Start of Input material

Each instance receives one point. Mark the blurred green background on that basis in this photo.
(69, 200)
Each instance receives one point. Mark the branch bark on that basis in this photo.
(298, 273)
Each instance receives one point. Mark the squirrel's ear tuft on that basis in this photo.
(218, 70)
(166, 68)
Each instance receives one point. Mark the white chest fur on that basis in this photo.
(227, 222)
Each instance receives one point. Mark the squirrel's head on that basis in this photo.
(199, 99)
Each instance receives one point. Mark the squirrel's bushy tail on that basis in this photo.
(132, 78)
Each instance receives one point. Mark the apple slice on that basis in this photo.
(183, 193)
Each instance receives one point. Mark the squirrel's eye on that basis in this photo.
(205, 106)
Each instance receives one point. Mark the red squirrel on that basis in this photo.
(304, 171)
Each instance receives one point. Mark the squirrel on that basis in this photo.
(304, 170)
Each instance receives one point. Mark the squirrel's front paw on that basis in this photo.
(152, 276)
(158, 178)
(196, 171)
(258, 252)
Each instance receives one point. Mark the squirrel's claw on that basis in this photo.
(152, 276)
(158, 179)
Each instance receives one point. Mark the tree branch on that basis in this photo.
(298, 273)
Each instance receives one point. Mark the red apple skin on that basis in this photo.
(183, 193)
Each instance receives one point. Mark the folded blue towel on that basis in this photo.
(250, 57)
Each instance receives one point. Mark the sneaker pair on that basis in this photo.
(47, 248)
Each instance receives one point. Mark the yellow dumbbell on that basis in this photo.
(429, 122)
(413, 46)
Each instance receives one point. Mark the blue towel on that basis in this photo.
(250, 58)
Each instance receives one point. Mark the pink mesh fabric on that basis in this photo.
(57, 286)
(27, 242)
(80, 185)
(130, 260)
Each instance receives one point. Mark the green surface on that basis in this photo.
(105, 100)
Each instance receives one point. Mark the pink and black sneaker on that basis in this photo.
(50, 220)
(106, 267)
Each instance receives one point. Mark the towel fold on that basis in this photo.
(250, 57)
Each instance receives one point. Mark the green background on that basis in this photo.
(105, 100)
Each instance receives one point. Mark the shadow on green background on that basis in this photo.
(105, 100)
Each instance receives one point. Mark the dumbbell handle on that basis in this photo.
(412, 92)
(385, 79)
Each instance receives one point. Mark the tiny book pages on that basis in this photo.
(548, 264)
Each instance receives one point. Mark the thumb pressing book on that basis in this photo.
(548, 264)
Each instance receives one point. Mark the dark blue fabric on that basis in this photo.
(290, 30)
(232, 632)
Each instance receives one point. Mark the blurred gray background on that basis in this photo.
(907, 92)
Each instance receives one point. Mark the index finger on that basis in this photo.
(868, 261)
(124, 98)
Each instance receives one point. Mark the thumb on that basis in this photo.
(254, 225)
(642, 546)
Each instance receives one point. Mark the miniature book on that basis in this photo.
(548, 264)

End of Input material

- Task requirements: All of the data above must be set down again exactly.

- Your solution:
Each instance receives one point. Mark the blurred green background on that basis in this photo.
(69, 200)
Each instance receives one point. Mark the branch bark on that basis in this photo.
(298, 273)
Each instance receives one point. Mark the squirrel's ear tuft on that basis in this photo.
(218, 70)
(166, 68)
Each instance receives one point. Mark the white chest fur on that basis in this photo.
(227, 222)
Each instance receives one point. Mark the squirrel's head on that basis in this photo.
(199, 99)
Each instance receives one point. Mark the squirrel's bushy tail on that basis in this photo.
(132, 78)
Each instance receives one point. Mark the apple slice on that basis in this photo.
(183, 193)
Each instance receives one point. Mark the squirrel's eye on that basis in this photo.
(205, 106)
Each instance receives one point. Mark the red squirrel on that basis in this photo.
(304, 171)
Each instance receives one point. Mark the squirrel on that basis in this photo.
(304, 170)
Each instance receives one point. Mark the squirrel's front paw on that basis in this photo.
(152, 276)
(158, 178)
(196, 171)
(258, 252)
Each instance receives one point. Mark the squirrel's claw on that basis in this photo.
(152, 276)
(158, 179)
Each instance receives one point. Mark the tree branch on that basis in this photo.
(298, 273)
Each instance receives one point. Mark the red apple skin on that basis in this photo.
(183, 193)
Each instance receives one point. Mark the folded blue towel on that basis in this photo.
(250, 57)
Each instance receives one point. Mark the sneaker pair on that basis in this photo.
(47, 248)
Each instance receives one point. Mark the yellow dumbbell on that basis in this photo.
(429, 122)
(413, 46)
Each instance receives one point. Mark the blue towel on that basis in this photo.
(250, 58)
Each instance receives one point. Mark the pink mesh fabric on that basis in this photo.
(57, 286)
(27, 242)
(80, 185)
(130, 260)
Each instance receives one point. Mark the green surface on that basis in this photo.
(105, 100)
Each instance receives one point. Mark the pink and black sneaker on that basis in this photo.
(50, 220)
(106, 267)
Each instance receives one point. Mark the towel fold on that basis in this photo.
(250, 57)
Each instance receives one point. Mark the green background on that basis in this photo.
(105, 100)
Each instance receives one point. Mark the shadow on green background on that basis in this photo.
(105, 100)
Each instance receives one point. Mark the dumbbell handle on that basis in this photo.
(412, 92)
(385, 79)
Each instance receives one point. Mark the tiny book pages on that basis in this photo.
(548, 264)
Each instance receives one point. Mark the thumb pressing book on that basis in this photo.
(548, 264)
Each instance receives one point. Mark the dark blue fabric on that basis in this photo.
(290, 30)
(232, 632)
Each instance receives one point. Mark the blurred gray background on that basis in this photo.
(907, 92)
Each instance receives one point. Mark the index finger on that basis in this photo.
(868, 261)
(124, 98)
Each instance receives one point. Mark the thumb on that basis in this photo.
(254, 225)
(642, 546)
Each instance receives one point. Mark the miniature book on that basis in this photo.
(548, 264)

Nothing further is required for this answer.